■ **Exercise data**:
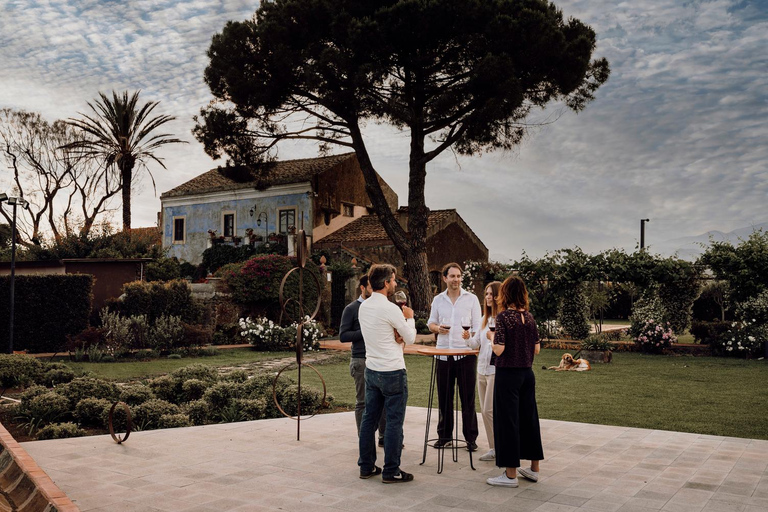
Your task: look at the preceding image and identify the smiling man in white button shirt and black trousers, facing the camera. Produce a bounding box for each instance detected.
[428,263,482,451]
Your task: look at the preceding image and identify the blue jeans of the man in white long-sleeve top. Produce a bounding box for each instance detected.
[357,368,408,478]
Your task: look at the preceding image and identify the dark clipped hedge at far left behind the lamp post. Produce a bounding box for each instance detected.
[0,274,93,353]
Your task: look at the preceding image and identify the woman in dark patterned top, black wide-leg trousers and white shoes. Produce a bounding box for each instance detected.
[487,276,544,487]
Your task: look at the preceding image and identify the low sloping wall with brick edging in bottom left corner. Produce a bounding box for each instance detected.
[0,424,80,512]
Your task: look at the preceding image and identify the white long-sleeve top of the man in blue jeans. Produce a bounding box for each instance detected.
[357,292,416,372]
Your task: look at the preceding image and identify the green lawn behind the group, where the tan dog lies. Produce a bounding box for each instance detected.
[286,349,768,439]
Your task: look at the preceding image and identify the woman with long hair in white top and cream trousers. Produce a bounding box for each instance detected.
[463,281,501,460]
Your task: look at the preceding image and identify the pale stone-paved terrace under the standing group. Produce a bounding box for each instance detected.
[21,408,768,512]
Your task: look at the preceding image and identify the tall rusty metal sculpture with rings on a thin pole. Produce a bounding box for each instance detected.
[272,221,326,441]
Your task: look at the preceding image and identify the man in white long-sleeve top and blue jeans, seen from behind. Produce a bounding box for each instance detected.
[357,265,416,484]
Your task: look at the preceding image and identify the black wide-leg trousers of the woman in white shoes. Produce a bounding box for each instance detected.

■ **Task**:
Every record above must be repeated exactly, with the pictures dropped.

■ **Answer to this exercise**:
Your task: look at the preceding image and identify the smiling man in white button shirt and black trousers, facing the camera. Produce a bounding box for each instance detected.
[428,263,482,451]
Your task: look at the preceding image and identify the blue jeans of the man in white long-sleeve top. Produce a bounding box for each instance detected.
[357,368,408,478]
Your task: look at the preceding image and identify the dark clipped hedge at far left behind the lamp post. Produce a bounding box for each instance detected.
[0,274,93,353]
Your task: look at the preceding image and identify the woman in dark patterned top, black wide-leg trousers and white shoes. Produce a bounding box for each instance detected.
[487,276,544,487]
Your task: look at the preceding image and identify the low sloping wall with brick edging in bottom left corner. Produce a bounding box for each instance detected.
[0,424,80,512]
Your task: look at the preceding image and identify the white long-sleeve top of the man in blue jeans. Produce a bounding box for each instance detected.
[357,292,416,372]
Your task: look at the preceding image and identify the green lawn behind the group, where the tan dog lies. Produce a bounding box for each instance detected.
[286,349,768,439]
Your task: look at the preceding image and identify the woman with long hair in white top and cream trousers. Produce a bounding box for each instance detected.
[463,281,501,460]
Your task: look at the preceding image and identify the pale stone-paved terrace under the standing group. Produce a bounding box for each instance detected.
[21,408,768,512]
Your task: look at the preceding image and identify the tall rusty metal sculpture with rings on a thin pole. Produce a bounding box for each instance detected.
[272,221,326,441]
Your task: look at the preceding image and identify the man in white long-sleeve top and blue jeans, seen from behind. Produce a bounding box for each instance detected.
[357,265,416,484]
Your task: look at the preceding image and identify the black wide-leg trousers of the woman in white shoes. Produce a bounding box for each instance detected.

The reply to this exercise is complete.